Activity: Identify every line in the rows below that contains the word "positive", and copy each of those lines.

Stored data:
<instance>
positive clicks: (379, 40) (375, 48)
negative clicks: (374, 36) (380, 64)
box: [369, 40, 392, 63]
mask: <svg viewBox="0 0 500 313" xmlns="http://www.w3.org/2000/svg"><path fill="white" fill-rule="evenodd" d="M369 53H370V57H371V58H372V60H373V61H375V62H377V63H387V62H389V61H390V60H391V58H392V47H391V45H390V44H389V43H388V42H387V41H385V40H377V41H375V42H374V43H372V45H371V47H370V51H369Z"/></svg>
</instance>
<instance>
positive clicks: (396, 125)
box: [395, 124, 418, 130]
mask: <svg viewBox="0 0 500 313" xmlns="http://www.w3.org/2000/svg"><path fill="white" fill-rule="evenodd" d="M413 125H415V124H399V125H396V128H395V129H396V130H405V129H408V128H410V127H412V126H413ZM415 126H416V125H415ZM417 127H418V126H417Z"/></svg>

--

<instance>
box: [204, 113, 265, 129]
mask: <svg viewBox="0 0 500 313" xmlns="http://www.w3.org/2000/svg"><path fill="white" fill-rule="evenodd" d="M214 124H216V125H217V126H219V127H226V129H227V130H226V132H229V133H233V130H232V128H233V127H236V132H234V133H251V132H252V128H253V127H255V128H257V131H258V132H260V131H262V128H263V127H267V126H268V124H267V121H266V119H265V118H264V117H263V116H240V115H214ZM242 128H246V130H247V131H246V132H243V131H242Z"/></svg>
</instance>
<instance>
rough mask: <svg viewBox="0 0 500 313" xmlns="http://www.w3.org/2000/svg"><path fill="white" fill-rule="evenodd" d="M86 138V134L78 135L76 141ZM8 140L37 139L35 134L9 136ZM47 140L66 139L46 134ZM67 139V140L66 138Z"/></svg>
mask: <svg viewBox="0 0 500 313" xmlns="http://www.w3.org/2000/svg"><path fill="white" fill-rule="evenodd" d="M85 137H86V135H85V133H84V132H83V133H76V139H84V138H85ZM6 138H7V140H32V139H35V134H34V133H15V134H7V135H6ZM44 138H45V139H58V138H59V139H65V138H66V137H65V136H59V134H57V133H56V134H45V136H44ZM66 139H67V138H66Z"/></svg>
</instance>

Task result:
positive clicks: (379, 40) (375, 48)
positive clicks: (396, 125)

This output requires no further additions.